_WHAT IS NEEDED_
In the records below, find the line that contains "191L34 189L36 191L22" and the line that contains "box: [24, 227, 102, 287]", then retype exactly those two lines and every line between them.

_Source data_
BEGIN

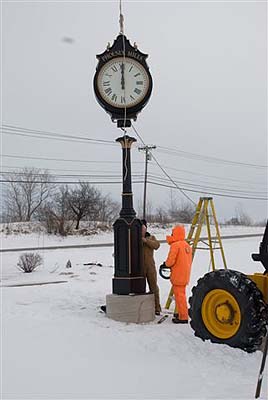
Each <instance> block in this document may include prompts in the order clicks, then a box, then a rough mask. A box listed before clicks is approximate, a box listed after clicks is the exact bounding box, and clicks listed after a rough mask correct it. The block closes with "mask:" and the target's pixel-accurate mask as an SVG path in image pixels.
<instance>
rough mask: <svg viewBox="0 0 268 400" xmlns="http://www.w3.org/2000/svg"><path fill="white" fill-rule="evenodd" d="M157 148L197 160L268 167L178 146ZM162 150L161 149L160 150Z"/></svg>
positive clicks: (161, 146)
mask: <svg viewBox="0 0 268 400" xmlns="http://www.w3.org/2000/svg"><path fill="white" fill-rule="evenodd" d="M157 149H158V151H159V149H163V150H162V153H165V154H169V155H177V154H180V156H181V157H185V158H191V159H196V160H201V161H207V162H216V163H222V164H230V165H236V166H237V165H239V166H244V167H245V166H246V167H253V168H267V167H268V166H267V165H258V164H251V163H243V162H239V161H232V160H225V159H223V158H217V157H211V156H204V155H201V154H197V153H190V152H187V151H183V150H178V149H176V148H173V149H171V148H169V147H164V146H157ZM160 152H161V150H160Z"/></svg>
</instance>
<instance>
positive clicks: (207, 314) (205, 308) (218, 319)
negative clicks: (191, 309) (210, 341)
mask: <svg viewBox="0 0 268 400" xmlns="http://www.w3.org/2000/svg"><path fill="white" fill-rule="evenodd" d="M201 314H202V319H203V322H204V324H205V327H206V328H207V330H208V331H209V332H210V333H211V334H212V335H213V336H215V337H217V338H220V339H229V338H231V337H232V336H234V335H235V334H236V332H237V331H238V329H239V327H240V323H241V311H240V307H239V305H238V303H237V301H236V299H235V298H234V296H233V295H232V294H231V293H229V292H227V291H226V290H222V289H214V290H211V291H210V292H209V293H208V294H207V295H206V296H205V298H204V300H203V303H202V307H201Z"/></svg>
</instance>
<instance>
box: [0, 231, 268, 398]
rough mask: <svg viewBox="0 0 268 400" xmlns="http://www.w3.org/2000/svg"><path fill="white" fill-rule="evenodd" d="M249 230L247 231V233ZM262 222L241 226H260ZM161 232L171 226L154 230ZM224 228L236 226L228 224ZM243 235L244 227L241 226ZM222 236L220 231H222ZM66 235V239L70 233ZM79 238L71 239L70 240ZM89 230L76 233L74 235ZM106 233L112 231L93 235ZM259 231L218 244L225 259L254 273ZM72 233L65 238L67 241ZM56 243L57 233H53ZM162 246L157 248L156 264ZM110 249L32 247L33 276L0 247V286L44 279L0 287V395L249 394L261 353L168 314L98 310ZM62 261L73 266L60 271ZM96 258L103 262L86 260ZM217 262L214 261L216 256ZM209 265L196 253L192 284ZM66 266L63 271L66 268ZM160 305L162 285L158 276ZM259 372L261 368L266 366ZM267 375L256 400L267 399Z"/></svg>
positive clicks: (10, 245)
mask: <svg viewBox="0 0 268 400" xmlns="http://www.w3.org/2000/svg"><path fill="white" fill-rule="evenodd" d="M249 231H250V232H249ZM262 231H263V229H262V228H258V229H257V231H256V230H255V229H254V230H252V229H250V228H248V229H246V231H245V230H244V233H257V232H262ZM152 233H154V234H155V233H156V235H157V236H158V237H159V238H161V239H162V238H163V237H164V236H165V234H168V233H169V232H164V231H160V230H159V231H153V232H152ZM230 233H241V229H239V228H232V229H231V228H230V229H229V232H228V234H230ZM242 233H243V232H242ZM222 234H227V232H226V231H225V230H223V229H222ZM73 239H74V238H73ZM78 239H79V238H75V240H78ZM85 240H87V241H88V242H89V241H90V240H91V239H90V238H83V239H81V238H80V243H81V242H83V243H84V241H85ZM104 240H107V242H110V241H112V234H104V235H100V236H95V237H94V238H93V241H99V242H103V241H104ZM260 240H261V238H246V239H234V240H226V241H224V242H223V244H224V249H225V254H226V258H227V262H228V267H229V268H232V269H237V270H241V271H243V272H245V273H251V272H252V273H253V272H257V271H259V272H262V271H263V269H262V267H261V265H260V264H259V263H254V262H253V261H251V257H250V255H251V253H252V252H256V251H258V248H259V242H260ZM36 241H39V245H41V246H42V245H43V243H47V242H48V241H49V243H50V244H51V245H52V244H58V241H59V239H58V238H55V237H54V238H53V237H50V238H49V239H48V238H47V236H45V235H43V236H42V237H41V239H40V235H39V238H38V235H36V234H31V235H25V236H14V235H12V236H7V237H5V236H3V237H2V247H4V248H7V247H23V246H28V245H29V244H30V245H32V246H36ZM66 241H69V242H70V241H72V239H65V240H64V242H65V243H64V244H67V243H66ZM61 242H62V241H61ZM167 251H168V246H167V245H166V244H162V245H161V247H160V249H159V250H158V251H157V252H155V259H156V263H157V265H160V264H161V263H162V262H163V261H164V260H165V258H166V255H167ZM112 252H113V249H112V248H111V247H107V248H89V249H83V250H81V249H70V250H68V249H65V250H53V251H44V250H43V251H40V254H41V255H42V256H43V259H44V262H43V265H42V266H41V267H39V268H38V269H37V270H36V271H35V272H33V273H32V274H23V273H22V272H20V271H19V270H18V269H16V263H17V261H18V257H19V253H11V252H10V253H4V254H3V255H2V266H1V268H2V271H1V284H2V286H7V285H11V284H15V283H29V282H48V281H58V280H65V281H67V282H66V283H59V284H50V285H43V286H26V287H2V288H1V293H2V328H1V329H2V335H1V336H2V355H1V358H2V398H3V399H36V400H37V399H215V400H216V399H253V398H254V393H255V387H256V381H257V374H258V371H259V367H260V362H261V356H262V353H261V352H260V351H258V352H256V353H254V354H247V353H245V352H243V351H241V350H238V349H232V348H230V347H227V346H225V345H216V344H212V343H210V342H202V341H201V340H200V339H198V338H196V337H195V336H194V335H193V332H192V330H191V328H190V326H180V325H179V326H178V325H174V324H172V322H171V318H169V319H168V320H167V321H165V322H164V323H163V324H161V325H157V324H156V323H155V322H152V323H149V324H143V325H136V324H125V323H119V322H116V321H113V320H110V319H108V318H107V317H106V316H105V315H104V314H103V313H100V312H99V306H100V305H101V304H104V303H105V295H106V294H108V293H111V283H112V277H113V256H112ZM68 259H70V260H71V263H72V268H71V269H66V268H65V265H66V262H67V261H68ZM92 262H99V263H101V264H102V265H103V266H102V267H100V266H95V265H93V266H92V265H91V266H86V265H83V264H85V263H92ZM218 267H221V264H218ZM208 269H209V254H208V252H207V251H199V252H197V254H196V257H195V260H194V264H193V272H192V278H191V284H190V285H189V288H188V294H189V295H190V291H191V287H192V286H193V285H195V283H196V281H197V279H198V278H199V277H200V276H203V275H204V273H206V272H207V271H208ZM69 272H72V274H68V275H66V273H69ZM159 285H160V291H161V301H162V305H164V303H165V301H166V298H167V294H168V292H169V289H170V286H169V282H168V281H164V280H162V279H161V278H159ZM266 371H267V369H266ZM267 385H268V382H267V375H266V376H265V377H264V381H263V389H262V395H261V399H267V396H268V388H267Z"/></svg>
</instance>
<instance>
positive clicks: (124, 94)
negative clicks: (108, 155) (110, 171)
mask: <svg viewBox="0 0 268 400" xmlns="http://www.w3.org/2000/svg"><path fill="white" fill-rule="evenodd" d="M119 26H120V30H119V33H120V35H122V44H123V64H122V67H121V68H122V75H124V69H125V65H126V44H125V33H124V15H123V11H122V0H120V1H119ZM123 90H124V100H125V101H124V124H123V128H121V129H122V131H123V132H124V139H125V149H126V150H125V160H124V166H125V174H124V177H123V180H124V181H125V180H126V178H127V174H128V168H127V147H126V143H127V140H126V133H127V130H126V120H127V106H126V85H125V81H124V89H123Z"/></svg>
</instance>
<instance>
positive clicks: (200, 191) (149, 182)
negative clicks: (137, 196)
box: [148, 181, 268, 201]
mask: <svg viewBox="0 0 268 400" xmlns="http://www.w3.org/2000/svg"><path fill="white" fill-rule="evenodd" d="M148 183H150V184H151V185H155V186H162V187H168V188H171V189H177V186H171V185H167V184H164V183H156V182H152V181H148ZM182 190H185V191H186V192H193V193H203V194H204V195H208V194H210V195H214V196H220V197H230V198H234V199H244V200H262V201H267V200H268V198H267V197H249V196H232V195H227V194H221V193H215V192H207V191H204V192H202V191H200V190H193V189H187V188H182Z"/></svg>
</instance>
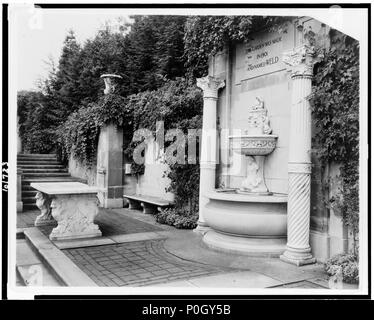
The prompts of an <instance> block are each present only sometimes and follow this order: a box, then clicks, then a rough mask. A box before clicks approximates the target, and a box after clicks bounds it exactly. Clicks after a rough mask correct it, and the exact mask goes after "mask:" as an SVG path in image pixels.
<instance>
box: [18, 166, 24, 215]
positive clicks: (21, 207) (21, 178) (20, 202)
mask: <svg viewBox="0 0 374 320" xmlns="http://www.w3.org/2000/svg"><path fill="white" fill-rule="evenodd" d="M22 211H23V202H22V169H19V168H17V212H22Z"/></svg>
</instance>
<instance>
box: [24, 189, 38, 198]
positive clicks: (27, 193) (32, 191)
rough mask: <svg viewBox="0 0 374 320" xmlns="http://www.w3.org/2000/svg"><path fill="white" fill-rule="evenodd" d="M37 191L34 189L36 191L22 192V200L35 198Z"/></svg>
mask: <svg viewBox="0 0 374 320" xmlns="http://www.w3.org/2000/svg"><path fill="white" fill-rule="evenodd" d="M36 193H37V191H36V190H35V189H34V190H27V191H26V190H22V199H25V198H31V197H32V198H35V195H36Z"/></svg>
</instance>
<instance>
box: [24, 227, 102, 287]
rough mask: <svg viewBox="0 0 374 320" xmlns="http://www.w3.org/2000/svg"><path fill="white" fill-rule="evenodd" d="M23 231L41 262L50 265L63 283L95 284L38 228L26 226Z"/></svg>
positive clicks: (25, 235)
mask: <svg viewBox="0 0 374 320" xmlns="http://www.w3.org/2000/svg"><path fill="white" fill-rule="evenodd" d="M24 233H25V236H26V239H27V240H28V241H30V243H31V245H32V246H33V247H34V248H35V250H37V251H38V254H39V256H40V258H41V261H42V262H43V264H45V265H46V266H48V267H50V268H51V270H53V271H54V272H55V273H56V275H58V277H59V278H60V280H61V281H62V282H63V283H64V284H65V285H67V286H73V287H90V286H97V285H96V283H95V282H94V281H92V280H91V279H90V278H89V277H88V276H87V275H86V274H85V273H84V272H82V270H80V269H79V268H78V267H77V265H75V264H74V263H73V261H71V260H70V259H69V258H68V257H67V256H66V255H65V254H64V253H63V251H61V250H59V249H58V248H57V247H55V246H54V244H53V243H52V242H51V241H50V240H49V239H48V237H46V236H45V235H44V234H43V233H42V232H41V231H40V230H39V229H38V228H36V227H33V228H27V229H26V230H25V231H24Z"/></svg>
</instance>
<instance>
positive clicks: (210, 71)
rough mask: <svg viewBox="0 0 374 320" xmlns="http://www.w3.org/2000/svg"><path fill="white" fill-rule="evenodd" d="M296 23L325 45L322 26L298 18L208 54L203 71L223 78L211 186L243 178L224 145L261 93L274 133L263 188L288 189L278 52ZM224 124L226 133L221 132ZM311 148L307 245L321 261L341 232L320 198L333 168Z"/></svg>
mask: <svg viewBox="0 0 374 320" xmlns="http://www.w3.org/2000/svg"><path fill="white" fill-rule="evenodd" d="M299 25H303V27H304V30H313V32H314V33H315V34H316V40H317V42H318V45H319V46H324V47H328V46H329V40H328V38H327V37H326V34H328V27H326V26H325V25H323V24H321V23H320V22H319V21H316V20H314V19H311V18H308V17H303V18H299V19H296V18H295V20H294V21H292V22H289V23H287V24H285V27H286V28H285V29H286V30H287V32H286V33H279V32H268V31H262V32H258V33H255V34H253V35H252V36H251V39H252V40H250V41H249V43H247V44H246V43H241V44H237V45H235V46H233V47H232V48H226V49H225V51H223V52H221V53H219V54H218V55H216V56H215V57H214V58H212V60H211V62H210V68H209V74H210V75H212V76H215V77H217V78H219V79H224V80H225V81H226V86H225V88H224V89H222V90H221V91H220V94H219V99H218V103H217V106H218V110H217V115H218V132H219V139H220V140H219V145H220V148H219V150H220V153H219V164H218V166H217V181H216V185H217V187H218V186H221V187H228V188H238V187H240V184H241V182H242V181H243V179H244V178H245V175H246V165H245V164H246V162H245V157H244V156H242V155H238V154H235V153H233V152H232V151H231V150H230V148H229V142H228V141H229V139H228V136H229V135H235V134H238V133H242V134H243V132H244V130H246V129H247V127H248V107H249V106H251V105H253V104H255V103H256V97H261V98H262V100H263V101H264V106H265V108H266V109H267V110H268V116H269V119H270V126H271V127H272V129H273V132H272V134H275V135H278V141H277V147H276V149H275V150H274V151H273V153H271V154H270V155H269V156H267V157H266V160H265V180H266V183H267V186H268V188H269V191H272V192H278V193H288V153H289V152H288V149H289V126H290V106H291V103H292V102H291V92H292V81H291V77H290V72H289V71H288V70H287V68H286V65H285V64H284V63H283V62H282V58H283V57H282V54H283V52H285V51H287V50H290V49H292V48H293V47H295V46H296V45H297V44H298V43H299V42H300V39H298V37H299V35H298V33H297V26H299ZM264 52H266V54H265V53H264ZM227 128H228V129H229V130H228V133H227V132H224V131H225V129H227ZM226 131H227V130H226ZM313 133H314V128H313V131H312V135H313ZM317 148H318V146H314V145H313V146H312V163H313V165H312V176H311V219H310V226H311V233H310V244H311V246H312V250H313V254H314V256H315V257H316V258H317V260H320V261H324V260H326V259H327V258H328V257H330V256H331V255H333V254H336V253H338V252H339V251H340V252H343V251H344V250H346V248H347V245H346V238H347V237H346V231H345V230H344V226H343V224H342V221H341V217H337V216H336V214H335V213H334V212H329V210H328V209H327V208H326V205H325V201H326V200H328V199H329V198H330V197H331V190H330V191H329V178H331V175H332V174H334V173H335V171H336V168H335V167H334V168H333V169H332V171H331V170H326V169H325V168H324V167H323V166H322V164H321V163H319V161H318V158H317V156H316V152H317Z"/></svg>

END

_TASK SOLUTION_
rough mask: <svg viewBox="0 0 374 320" xmlns="http://www.w3.org/2000/svg"><path fill="white" fill-rule="evenodd" d="M37 191L34 189L36 191L22 192V200L35 198Z"/></svg>
mask: <svg viewBox="0 0 374 320" xmlns="http://www.w3.org/2000/svg"><path fill="white" fill-rule="evenodd" d="M36 193H37V191H36V190H35V189H34V190H27V191H26V190H22V199H25V198H31V197H32V198H35V195H36Z"/></svg>
</instance>
<instance>
box: [24, 227, 102, 287]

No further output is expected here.